▶ _REQUIRED TASK_
State how many lines in the records below contain the string "wall", matching case exactly, and give only the number.

▶ _MATERIAL SHOWN_

================================

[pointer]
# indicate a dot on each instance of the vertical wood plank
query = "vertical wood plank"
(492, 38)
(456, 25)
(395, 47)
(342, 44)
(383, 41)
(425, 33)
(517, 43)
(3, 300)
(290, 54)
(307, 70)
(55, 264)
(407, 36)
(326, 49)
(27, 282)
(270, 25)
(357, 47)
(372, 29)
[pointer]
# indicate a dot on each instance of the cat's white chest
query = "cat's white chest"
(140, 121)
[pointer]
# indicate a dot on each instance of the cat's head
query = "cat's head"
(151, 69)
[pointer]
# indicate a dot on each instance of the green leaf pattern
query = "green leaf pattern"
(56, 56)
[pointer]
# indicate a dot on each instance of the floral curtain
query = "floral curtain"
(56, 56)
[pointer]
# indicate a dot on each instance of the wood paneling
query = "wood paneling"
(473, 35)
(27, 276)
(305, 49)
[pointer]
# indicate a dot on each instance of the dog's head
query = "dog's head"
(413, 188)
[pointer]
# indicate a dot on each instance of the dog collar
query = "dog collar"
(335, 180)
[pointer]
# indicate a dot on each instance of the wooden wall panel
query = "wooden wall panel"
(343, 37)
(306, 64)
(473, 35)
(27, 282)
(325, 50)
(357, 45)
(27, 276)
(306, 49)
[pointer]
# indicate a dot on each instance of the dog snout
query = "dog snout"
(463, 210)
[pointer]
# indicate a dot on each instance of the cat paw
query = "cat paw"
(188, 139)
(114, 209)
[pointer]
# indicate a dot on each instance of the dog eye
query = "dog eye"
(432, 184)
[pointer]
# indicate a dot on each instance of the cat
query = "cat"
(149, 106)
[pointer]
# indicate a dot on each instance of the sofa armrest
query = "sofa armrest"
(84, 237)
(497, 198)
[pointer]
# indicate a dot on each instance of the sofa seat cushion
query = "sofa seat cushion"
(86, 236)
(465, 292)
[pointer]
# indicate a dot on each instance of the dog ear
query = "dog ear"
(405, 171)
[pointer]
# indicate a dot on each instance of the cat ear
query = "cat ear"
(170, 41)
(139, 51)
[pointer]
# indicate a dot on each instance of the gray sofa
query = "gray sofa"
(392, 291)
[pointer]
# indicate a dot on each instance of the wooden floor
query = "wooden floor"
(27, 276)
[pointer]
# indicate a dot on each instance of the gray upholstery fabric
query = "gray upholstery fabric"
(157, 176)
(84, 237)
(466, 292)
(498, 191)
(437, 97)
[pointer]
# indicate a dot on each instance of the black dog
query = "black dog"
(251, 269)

================================

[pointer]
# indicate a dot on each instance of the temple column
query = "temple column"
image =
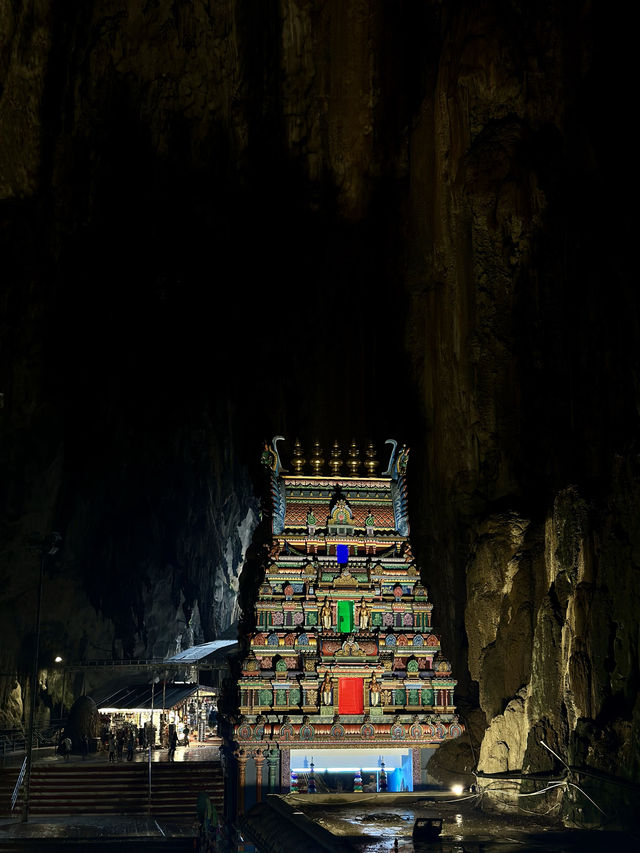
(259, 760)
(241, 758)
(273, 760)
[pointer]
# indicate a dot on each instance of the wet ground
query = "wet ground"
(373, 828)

================================

▶ _EXERCISE OUTPUT_
2